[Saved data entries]
------------
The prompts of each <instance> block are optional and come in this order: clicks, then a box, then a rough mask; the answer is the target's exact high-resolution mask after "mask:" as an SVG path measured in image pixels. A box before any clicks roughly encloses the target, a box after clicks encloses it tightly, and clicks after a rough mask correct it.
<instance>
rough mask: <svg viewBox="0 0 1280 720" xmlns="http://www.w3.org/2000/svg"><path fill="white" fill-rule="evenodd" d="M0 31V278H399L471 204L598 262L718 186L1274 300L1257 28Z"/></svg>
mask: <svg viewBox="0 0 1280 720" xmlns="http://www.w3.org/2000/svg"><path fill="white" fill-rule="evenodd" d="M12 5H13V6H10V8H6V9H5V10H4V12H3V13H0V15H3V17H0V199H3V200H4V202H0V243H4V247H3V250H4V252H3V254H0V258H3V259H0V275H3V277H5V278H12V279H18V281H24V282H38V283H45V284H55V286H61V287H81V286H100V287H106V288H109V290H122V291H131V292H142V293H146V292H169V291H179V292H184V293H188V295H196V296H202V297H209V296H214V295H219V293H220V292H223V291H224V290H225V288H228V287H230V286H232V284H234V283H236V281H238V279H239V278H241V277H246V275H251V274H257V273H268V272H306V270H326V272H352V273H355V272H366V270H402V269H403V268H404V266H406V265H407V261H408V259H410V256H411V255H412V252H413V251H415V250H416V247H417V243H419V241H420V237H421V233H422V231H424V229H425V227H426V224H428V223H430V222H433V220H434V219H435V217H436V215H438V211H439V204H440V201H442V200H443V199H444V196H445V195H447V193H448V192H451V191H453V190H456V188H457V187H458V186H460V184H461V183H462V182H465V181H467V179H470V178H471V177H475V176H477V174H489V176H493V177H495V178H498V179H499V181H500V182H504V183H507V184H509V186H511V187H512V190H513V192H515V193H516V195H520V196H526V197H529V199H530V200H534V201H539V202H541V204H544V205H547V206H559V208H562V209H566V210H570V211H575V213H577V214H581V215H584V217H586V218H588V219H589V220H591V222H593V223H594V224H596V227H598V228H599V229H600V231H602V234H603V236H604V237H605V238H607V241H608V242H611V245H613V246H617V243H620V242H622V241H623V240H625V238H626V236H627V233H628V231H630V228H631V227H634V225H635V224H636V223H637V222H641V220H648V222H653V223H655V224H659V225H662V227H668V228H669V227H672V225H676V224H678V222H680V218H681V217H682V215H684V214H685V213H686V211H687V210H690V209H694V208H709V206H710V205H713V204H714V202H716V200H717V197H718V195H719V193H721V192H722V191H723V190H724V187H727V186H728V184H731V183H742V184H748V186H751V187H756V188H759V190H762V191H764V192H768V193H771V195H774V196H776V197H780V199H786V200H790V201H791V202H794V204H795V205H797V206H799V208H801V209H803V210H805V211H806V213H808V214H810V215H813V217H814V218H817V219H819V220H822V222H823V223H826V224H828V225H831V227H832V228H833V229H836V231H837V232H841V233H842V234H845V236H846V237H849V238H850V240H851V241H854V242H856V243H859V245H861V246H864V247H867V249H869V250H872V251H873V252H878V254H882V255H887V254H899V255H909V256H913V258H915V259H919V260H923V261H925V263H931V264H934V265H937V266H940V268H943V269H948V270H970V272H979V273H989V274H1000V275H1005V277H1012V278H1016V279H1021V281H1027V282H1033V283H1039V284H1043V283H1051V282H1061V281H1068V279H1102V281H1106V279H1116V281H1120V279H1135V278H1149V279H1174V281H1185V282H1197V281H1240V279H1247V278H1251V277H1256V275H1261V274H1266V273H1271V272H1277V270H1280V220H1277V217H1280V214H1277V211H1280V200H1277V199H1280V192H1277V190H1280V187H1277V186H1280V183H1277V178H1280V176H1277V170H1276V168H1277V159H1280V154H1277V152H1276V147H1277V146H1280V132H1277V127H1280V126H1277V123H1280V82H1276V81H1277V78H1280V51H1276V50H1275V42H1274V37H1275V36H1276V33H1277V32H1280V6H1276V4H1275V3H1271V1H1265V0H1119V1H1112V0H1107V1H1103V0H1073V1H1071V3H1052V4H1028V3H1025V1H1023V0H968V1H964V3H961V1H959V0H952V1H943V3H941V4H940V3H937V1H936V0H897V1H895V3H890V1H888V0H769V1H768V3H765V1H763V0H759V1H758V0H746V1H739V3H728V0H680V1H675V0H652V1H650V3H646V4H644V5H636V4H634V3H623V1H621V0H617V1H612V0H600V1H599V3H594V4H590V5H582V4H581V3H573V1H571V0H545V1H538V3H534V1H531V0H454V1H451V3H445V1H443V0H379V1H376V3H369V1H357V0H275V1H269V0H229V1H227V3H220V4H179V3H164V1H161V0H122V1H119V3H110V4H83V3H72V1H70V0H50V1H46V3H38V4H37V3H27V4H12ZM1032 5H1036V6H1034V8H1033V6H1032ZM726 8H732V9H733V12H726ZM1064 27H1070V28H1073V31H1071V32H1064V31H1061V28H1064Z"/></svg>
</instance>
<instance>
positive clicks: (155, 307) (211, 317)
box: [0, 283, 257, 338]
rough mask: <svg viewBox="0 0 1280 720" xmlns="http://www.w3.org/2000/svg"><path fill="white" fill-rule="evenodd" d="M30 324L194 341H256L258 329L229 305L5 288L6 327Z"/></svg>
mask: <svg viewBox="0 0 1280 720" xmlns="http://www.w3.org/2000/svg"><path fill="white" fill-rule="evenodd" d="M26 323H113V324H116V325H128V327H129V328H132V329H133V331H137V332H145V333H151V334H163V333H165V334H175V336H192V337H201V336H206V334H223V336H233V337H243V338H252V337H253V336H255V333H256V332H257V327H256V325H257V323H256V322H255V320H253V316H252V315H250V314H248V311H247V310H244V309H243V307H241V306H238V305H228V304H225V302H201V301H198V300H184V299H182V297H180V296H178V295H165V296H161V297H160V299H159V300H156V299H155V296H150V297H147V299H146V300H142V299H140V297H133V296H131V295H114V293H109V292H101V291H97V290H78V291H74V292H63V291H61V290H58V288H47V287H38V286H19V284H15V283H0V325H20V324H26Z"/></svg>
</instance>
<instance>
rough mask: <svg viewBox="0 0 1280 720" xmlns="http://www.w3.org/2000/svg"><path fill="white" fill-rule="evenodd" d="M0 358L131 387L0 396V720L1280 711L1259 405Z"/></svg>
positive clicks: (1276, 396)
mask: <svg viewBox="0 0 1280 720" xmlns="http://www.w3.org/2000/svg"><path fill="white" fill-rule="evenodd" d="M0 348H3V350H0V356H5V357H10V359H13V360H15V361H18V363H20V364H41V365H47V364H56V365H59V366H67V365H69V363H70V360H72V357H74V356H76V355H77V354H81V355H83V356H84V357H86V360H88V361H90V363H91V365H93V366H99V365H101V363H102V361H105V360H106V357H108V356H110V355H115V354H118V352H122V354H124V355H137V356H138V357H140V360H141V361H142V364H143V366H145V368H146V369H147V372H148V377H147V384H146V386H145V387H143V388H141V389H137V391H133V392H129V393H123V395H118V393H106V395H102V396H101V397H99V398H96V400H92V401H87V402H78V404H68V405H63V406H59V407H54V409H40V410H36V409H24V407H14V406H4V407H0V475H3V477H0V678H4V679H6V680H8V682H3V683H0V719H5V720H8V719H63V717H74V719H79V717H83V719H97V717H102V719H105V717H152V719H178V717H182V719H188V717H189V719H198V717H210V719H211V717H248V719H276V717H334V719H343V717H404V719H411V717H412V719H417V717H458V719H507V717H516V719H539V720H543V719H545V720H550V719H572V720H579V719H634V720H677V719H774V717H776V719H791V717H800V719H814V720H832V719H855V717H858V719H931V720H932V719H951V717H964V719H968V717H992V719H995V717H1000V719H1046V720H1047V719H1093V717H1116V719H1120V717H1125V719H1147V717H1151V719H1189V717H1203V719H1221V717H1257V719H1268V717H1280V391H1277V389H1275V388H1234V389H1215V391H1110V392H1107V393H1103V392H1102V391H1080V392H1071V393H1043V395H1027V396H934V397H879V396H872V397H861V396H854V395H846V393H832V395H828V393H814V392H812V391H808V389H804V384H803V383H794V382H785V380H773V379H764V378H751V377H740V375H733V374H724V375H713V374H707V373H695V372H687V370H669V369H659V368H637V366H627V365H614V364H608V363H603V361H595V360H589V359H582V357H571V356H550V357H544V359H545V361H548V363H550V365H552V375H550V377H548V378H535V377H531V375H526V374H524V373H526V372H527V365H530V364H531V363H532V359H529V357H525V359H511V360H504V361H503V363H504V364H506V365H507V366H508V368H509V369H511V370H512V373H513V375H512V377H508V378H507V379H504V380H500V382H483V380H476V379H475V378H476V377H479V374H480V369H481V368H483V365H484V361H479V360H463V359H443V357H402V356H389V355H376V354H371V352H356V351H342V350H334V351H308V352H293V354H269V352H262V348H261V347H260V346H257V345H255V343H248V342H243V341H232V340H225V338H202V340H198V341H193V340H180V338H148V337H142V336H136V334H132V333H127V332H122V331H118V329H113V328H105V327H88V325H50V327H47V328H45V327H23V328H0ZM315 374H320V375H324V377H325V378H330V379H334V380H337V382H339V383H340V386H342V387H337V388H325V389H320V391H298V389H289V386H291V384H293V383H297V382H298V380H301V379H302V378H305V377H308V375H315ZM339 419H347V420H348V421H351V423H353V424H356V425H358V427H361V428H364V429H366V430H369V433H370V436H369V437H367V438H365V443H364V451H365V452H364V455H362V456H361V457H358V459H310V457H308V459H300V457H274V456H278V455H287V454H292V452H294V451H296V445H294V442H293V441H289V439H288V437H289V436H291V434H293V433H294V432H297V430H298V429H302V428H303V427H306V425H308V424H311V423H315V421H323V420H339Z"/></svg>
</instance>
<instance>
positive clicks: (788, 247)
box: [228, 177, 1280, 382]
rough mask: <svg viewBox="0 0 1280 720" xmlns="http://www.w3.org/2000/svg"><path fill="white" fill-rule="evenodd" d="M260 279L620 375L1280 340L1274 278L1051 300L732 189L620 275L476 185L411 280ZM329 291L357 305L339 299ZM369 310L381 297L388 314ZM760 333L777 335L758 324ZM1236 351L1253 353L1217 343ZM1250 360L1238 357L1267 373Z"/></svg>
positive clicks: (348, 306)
------------
Task to carry out -> Only the lines from the one that contains "279L620 375L1280 340L1274" to the end of the data should be output, exactly as they appear.

Task solution ->
rough mask: <svg viewBox="0 0 1280 720" xmlns="http://www.w3.org/2000/svg"><path fill="white" fill-rule="evenodd" d="M260 279L620 375L1280 340L1274 278L1051 300L732 189L620 275L476 185L411 280ZM329 291L357 305L339 299ZM369 310L381 297L388 314ZM760 333L777 335L758 324ZM1236 351L1253 353L1217 343ZM1250 360L1238 357L1267 373Z"/></svg>
positive clicks: (348, 306)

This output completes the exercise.